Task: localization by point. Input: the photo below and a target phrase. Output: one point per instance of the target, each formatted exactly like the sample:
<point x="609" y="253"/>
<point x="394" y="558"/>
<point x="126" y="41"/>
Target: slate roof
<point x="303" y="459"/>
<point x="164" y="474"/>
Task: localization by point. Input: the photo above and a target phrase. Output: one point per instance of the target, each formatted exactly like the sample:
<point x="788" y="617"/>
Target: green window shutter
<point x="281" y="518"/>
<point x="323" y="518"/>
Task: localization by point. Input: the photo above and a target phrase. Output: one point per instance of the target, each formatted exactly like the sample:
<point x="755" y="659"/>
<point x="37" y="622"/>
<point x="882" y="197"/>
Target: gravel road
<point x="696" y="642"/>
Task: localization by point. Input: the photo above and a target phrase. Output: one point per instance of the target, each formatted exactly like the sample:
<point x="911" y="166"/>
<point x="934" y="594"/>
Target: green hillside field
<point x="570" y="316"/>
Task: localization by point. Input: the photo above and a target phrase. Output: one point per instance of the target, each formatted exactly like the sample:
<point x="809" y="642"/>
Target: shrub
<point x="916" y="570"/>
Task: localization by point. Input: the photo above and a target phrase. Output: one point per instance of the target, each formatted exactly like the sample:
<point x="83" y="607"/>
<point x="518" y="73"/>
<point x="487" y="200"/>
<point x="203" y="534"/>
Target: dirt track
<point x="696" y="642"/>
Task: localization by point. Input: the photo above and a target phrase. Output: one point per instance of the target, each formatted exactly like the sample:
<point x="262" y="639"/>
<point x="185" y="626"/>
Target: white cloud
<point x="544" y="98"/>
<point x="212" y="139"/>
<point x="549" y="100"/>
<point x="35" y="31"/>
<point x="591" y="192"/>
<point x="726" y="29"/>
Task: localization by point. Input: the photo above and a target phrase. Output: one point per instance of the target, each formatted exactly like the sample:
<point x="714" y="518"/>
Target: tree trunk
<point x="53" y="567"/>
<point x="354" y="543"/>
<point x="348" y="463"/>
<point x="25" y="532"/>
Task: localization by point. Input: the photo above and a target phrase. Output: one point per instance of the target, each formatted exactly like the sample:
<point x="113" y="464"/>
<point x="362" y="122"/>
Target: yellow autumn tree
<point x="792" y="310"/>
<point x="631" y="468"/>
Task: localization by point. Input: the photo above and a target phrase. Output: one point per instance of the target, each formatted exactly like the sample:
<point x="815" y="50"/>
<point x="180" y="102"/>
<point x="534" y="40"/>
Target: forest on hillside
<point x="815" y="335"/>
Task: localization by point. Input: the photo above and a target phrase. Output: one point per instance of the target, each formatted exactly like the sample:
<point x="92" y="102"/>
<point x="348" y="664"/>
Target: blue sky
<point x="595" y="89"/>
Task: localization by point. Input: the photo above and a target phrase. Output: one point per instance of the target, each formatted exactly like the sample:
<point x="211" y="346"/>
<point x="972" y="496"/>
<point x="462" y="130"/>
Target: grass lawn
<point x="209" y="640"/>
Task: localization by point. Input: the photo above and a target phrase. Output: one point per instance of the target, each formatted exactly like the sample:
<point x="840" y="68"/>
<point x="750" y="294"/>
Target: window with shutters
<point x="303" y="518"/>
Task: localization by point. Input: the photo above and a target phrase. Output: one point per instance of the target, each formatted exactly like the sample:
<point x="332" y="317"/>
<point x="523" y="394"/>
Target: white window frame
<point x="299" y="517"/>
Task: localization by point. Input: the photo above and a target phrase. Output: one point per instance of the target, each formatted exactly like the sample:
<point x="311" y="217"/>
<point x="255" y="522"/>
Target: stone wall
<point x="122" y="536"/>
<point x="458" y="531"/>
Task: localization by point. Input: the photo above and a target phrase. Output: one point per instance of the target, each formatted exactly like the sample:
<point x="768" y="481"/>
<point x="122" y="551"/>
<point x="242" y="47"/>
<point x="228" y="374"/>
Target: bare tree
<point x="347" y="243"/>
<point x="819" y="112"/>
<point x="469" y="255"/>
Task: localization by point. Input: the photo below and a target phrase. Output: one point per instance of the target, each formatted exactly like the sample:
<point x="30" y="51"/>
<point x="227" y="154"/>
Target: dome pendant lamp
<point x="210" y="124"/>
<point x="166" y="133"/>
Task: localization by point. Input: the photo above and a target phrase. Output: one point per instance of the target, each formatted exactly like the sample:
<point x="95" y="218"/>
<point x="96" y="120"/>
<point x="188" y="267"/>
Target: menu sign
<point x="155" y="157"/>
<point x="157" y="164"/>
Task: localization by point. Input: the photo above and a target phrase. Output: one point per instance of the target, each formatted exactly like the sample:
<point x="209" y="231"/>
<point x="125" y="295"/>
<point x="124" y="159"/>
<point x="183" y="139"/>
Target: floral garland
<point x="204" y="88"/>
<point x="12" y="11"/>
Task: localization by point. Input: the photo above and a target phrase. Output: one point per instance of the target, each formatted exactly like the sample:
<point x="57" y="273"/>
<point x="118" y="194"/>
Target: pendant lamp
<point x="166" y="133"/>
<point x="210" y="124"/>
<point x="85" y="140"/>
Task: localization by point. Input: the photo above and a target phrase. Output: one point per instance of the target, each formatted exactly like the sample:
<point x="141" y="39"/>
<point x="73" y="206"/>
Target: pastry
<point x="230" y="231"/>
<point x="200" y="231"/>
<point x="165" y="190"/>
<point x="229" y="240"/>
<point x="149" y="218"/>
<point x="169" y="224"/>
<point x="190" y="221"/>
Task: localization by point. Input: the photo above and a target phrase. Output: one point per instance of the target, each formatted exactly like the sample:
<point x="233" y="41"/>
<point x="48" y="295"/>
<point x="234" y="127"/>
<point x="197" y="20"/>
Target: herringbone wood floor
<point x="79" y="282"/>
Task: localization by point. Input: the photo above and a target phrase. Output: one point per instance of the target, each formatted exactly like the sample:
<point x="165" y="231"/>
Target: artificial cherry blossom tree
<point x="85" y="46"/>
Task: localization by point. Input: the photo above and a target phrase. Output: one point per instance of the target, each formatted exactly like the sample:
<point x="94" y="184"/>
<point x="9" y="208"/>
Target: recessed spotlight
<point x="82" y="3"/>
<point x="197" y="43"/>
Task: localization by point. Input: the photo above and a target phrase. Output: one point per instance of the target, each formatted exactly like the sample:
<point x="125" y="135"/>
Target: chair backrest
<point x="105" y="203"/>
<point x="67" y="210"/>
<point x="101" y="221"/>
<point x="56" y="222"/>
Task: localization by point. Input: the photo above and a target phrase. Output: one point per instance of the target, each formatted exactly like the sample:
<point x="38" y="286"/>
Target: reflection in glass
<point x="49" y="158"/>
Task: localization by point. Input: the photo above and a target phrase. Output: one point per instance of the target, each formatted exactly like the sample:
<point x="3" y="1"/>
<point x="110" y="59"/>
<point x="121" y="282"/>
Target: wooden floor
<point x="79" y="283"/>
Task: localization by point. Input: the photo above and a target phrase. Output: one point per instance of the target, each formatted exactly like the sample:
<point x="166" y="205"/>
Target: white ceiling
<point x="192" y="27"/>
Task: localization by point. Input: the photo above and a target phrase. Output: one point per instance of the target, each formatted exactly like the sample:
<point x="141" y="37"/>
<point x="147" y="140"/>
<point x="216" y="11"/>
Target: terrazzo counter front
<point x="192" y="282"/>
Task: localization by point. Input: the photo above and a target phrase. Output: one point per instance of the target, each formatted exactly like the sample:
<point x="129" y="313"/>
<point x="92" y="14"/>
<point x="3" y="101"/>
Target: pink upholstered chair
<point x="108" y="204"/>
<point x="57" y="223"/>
________________________________________
■ Exercise directions ■
Take the listing above and set it down exactly.

■ Complete answer ■
Task: localization by point. Input: the photo below and a target phrase. Output: one point per instance of the target, each formatted exactly like the sample:
<point x="609" y="253"/>
<point x="394" y="558"/>
<point x="126" y="41"/>
Target: slate roof
<point x="303" y="459"/>
<point x="164" y="474"/>
Task: localization by point. Input: the photo above and a target phrase. Output: one point per instance of the target, each formatted exactly like the sample:
<point x="788" y="617"/>
Target: green window shutter
<point x="281" y="518"/>
<point x="323" y="518"/>
Task: localization by point. Input: the photo above and a target phrase. Output: one point per instance of the target, each formatted exactly like the sample:
<point x="755" y="659"/>
<point x="37" y="622"/>
<point x="882" y="197"/>
Target: gravel road
<point x="696" y="642"/>
Task: localization by point. Input: the photo above and a target phrase. Output: one point per instance of the target, each formatted exactly like the sample:
<point x="911" y="166"/>
<point x="934" y="594"/>
Target: green hillside field
<point x="570" y="316"/>
Task: localization by point. Input: the photo above and a target phrase. Output: one point per instance of the target, each formatted exactly like the sample:
<point x="809" y="642"/>
Target: shrub
<point x="916" y="570"/>
Task: localization by point. Input: the photo above and a target phrase. Output: one point per instance of the target, each formatted exactly like the sample:
<point x="83" y="607"/>
<point x="518" y="73"/>
<point x="487" y="200"/>
<point x="203" y="534"/>
Target: dirt track
<point x="696" y="642"/>
Task: localization by point. Input: the photo above and a target phrase. Output: one point per instance of the target, each formatted exactly like the sample:
<point x="262" y="639"/>
<point x="185" y="626"/>
Target: white cloud
<point x="544" y="98"/>
<point x="212" y="139"/>
<point x="549" y="100"/>
<point x="35" y="31"/>
<point x="591" y="192"/>
<point x="726" y="29"/>
Task: localization by point. Input: the photo above and a target phrase. Output: one point per instance of the target, each formatted exactly like the sample:
<point x="714" y="518"/>
Target: tree trunk
<point x="53" y="567"/>
<point x="354" y="543"/>
<point x="348" y="463"/>
<point x="25" y="532"/>
Task: localization by point. Input: the photo above and a target phrase. Output: one point per instance of the target, each formatted exactly like the sample:
<point x="113" y="464"/>
<point x="362" y="122"/>
Target: yellow autumn tree
<point x="792" y="310"/>
<point x="631" y="468"/>
Task: localization by point. Input: the photo above and a target phrase. Output: one point per instance of the target, each formatted exactly like the sample:
<point x="815" y="50"/>
<point x="180" y="102"/>
<point x="534" y="40"/>
Target: forest on hillside
<point x="815" y="335"/>
Task: localization by point. Input: the photo above and a target phrase. Output: one point per instance of the target, each formatted exactly like the sample:
<point x="92" y="102"/>
<point x="348" y="664"/>
Target: blue sky
<point x="595" y="89"/>
Task: localization by point. Input: the photo above and a target phrase. Output: one point per instance of the target, each formatted exactly like the sample:
<point x="211" y="346"/>
<point x="972" y="496"/>
<point x="462" y="130"/>
Target: grass lawn
<point x="209" y="640"/>
Task: localization by point. Input: the photo above and a target phrase. Output: one point per instance of the target, each formatted exactly like the sample:
<point x="840" y="68"/>
<point x="750" y="294"/>
Target: window with shutters
<point x="303" y="518"/>
Task: localization by point. Input: the photo above and a target phrase. Output: one point per instance of the target, each formatted exactly like the sample:
<point x="332" y="317"/>
<point x="523" y="394"/>
Target: white window frame
<point x="299" y="517"/>
Task: localization by point. Input: the photo above and a target phrase. Output: one point per instance of the target, each formatted exactly like the sample:
<point x="311" y="217"/>
<point x="255" y="522"/>
Target: stone wall
<point x="122" y="536"/>
<point x="458" y="531"/>
Task: localization by point. Input: the photo above and a target phrase. Output: one point per instance of the target, each formatted exactly like the sample:
<point x="768" y="481"/>
<point x="122" y="551"/>
<point x="242" y="47"/>
<point x="228" y="374"/>
Target: bare tree
<point x="347" y="243"/>
<point x="819" y="112"/>
<point x="469" y="255"/>
Task: localization by point. Input: the photo below and a target phrase. Output: one point per instance of the target, each formatted exactly like the sample:
<point x="30" y="51"/>
<point x="227" y="154"/>
Target: dome pendant lamp
<point x="210" y="124"/>
<point x="166" y="133"/>
Task: localization by point. Input: the photo above and a target phrase. Output: one point per instance of the target, each formatted exactly like the sample:
<point x="95" y="218"/>
<point x="96" y="120"/>
<point x="188" y="267"/>
Target: menu sign
<point x="155" y="157"/>
<point x="157" y="164"/>
Task: localization by point. Input: the photo above and a target phrase. Output: one point per instance of the target, each formatted exactly like the sample:
<point x="209" y="231"/>
<point x="125" y="295"/>
<point x="124" y="159"/>
<point x="183" y="139"/>
Target: floral garland
<point x="204" y="88"/>
<point x="12" y="11"/>
Task: localization by point. Input: the photo above and a target phrase. Output: one point per instance of the target, each formatted exactly like the sample:
<point x="57" y="273"/>
<point x="118" y="194"/>
Target: pendant lamp
<point x="166" y="133"/>
<point x="210" y="124"/>
<point x="85" y="140"/>
Task: localization by point. Input: the photo above and a target phrase. Output: one point per instance of the target, each formatted exactly like the sample:
<point x="141" y="39"/>
<point x="73" y="206"/>
Target: pastry
<point x="230" y="231"/>
<point x="200" y="231"/>
<point x="165" y="190"/>
<point x="229" y="240"/>
<point x="149" y="218"/>
<point x="169" y="224"/>
<point x="190" y="221"/>
Task: localization by point. Input: the photo above and a target phrase. Output: one point per instance of the target, each formatted exactly like the sample:
<point x="233" y="41"/>
<point x="48" y="295"/>
<point x="234" y="127"/>
<point x="197" y="20"/>
Target: herringbone wood floor
<point x="79" y="282"/>
Task: localization by point. Input: the photo above and a target phrase. Output: one point per instance of the target, each formatted exactly like the sample:
<point x="165" y="231"/>
Target: artificial cherry blossom tree
<point x="85" y="46"/>
Task: localization by point. Input: the photo above and a target phrase. Output: one point per instance of the target, each formatted exactly like the sample:
<point x="94" y="184"/>
<point x="9" y="208"/>
Target: recessed spotlight
<point x="82" y="3"/>
<point x="197" y="43"/>
Task: localization by point. Input: the photo above and a target phrase. Output: one point per instance of the target, each formatted exactly like the sample:
<point x="125" y="135"/>
Target: chair backrest
<point x="105" y="203"/>
<point x="67" y="210"/>
<point x="101" y="221"/>
<point x="56" y="222"/>
Task: localization by point. Input: the photo above and a target phrase. Output: one point per instance of the target, each formatted exactly like the sample:
<point x="38" y="286"/>
Target: reflection in glass
<point x="49" y="158"/>
Task: localization by point. Input: the photo above and a target phrase. Output: one point per instance of the target, each formatted exactly like the sample:
<point x="3" y="1"/>
<point x="110" y="59"/>
<point x="121" y="282"/>
Target: wooden floor
<point x="79" y="283"/>
Task: localization by point. Input: the photo above and a target phrase. Output: one point per instance of the target, each formatted exactly like the sample:
<point x="166" y="205"/>
Target: white ceiling
<point x="192" y="27"/>
Task: localization by point. Input: the photo above and a target phrase. Output: one point per instance of the target, each formatted exactly like the sample:
<point x="141" y="37"/>
<point x="147" y="140"/>
<point x="216" y="11"/>
Target: terrazzo counter front
<point x="192" y="282"/>
Task: localization by point. Input: the photo above and a target phrase. Output: one point per instance of the target, each formatted exactly like the sample:
<point x="129" y="313"/>
<point x="92" y="14"/>
<point x="3" y="101"/>
Target: pink upholstered chair
<point x="108" y="204"/>
<point x="57" y="223"/>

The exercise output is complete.